Restate the records below word for word.

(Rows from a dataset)
══════════════════════════════

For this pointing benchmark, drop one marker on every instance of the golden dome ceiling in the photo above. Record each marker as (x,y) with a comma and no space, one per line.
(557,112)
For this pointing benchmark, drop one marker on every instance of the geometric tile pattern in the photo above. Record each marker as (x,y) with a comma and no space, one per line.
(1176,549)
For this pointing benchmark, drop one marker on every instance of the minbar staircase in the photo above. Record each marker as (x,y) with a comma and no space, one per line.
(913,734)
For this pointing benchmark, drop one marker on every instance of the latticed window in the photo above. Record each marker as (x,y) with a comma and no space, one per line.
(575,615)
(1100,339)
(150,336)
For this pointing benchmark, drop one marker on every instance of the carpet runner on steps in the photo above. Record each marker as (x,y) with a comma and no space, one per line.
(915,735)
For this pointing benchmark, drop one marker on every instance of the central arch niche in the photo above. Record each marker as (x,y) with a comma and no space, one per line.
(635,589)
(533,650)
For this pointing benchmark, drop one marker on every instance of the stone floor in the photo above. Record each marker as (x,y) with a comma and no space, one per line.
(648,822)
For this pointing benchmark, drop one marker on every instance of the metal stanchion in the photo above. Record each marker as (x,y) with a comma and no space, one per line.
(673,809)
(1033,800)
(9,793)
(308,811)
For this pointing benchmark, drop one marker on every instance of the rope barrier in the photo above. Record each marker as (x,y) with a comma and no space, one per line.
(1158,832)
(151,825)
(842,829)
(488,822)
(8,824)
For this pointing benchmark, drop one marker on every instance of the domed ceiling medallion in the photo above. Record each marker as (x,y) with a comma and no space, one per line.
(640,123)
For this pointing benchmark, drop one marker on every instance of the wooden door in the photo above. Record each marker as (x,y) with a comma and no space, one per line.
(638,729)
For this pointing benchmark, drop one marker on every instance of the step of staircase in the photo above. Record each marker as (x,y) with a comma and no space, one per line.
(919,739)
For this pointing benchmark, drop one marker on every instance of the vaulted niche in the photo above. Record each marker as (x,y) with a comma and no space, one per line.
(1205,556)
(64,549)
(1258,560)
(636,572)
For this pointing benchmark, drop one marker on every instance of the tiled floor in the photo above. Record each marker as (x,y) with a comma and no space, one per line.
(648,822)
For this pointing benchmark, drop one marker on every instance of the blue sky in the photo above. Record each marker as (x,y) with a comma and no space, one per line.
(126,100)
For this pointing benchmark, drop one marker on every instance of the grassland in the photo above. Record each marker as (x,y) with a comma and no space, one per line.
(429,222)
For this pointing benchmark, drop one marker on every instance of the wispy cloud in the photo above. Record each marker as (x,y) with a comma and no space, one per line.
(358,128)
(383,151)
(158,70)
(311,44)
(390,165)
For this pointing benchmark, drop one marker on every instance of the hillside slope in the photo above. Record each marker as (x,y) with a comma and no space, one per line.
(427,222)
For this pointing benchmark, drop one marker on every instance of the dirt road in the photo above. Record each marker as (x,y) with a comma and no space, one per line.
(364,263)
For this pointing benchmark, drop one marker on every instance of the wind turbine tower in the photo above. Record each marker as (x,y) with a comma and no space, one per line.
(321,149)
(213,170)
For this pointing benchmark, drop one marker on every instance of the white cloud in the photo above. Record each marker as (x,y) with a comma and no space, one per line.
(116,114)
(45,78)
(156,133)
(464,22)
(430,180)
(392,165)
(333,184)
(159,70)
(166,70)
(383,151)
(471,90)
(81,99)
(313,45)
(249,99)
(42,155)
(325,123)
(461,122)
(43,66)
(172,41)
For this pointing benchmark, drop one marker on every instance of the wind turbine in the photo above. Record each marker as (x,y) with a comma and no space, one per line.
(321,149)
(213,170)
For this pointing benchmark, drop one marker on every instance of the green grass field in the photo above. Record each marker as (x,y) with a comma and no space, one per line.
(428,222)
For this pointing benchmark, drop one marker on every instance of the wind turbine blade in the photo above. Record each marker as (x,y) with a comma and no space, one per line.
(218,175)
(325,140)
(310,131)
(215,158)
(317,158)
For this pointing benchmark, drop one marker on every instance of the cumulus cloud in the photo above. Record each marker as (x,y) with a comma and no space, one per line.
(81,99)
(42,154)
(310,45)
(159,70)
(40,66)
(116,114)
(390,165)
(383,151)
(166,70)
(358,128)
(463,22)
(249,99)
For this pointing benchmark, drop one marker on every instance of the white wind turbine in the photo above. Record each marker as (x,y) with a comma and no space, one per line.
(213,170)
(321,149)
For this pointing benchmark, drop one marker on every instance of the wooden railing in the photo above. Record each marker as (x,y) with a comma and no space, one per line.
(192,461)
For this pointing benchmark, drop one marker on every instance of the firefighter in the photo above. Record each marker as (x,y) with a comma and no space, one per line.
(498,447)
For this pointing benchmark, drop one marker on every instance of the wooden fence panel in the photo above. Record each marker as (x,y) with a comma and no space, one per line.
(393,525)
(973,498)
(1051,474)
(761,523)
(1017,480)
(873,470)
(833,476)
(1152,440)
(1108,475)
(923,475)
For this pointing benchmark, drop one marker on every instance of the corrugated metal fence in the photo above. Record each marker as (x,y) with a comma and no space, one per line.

══════════════════════════════

• [Written response]:
For this pointing benchmark, drop one marker on every instance of the golden dome ceiling in the photo above. Record each marker as (x,y) with a comma and no space, one per line.
(557,112)
For this pointing benchmark, drop one marker on every instance of the geometric tile pattern in the photo above. Record each marker as (x,y) with a comma and no space, one per line.
(1176,549)
For this pointing benchmark, drop one marker on every instance of the minbar staircase in the photo above. Record each marker as (x,y) with a comma and no space, one per line.
(913,734)
For this pointing benchmark, drop one marker on every instance of the latticed window in the photo above. Record each marker as (x,y) with a comma and no space, one per line.
(575,615)
(1100,339)
(150,336)
For this pointing benchmark, drop one marker on every instance of the carpet runner on steps in the photo above. Record each marker as (x,y) with a comma and no space, one per line.
(915,735)
For this pointing benchmark, drop one marker on every instance of the central arch niche in the photo above. Record each marker as (x,y) with a comma and no space, one per line.
(635,589)
(533,650)
For this pointing benchmark, drop one marker on every instance of the stone floor in the photo above. Record each marker as (x,y) with a comma and no space, one per line.
(648,822)
For this pointing benchmark, drop one marker on every instance of the metal stanchion in the photo above. Record each marker as (x,y) with a comma and no space, one per line.
(673,809)
(1033,800)
(9,793)
(308,811)
For this pointing benchmark, drop one marker on every instance of the rope barrier in the photo above. Record each marker as (x,y) with a comma and no space, one per line.
(1158,832)
(151,825)
(842,829)
(488,822)
(8,824)
For this pointing benchmark, drop one marker on every instance of the domed ceiling medallion in the photo above. Record each marker as (x,y) with a comma and no space, one per line.
(640,123)
For this pointing benchmark, drop one marker on every instance of the wooden door in the photo above. Record each marker as (x,y) with a comma and no space, one per line.
(638,729)
For this pointing benchmark, drop one marker on every instance of the step of staircase in the photo above. Record each marker as (x,y) with a comma and no space, one per line.
(919,739)
For this pointing benchmark, drop one marker on every instance of the vaulted niche in the photo above. Record each marker as (x,y) with a comma and no space, one per line.
(1205,556)
(64,549)
(1258,560)
(636,572)
For this pointing benchmark, drop one marker on every instance of the tiled floor in the photo above. Record each marker as (x,y) with a comma and no space, one per line.
(648,822)
For this pointing benchmark, drop one marker on every instance of the blue sky in the photo above. Record each marker as (x,y) with a comma and no space, one per line.
(126,100)
For this pointing benchmark, drop one marker on every instance of the grassland in the photo above. Record each marker as (x,y) with a comma and no space, one per line.
(429,222)
For this pointing benchmark, drop one marker on every instance of the wispy cloud in the photo above. Record each marker as (x,y) with a comma and no space, one per line.
(358,128)
(383,151)
(158,70)
(311,44)
(390,165)
For this pointing benchmark, drop one marker on every instance of the hillside slope in the photo above. Record each marker as (x,y) with a comma and no space, one per line.
(427,222)
For this pointing benchmark, drop one marker on every instance of the dirt road in the photo above. Record each marker as (x,y) with a comma and no space, one per line.
(364,263)
For this pointing benchmark, drop one marker on every instance of the wind turbine tower in the photo above. Record each marker as (x,y) with a comma and no space, one per line.
(321,149)
(213,170)
For this pointing benchmark, drop one marker on every instance of the white cloud in the photo above. Record each marker as (x,y) with a comma and no space, one per line.
(116,114)
(45,78)
(156,133)
(464,22)
(430,180)
(392,165)
(333,184)
(159,70)
(166,70)
(383,151)
(471,90)
(81,99)
(313,45)
(249,99)
(42,155)
(325,123)
(461,122)
(43,66)
(172,41)
For this pointing benchmark, drop one marker on every instance of the wind turbine in the photo above. Record each marker as (x,y) with a comma and no space, one per line.
(321,149)
(213,170)
For this pointing benchmark, drop one marker on every instance of the green grass field in the photo above. Record each marker as (x,y) with a comma and no space, one per line.
(428,222)
For this pointing benchmark, drop one marker on every instance of the wind turbine blade in the photo above. Record each marker as (x,y) with a comma and no space, one per line.
(218,175)
(325,140)
(310,131)
(215,158)
(317,158)
For this pointing benchmark, drop one marker on every instance of the cumulus cloud in the photo above. Record each marker as (x,y) with a comma and no space, one per line.
(81,99)
(42,154)
(310,45)
(159,70)
(40,66)
(116,114)
(390,165)
(383,151)
(166,70)
(358,128)
(463,22)
(249,99)
For this pointing benchmark, drop one marker on every instance of the white wind turbine in the photo above. Record each marker as (x,y) with a comma and no space, one per line.
(213,170)
(321,149)
For this pointing benchmark, drop one marker on every instance of the wooden railing in the photo above. Record each marker as (x,y) with a comma and no space, one per line.
(192,461)
For this pointing benchmark, drop one marker on every instance of the firefighter in the photo above. Record each marker as (x,y) with a comma and no space, one per line.
(498,447)
For this pointing benchmark, drop one marker on every instance of the wooden fence panel in the photo above. Record each marker as (x,y) with a comma and no space, one per line.
(393,525)
(973,498)
(1051,474)
(761,523)
(1017,480)
(873,470)
(833,476)
(1152,440)
(1108,475)
(923,475)
For this pointing benchmark, drop one marker on every instance of the corrugated metal fence in the photo above. Record each marker as (x,y) with a comma and no space, one per line.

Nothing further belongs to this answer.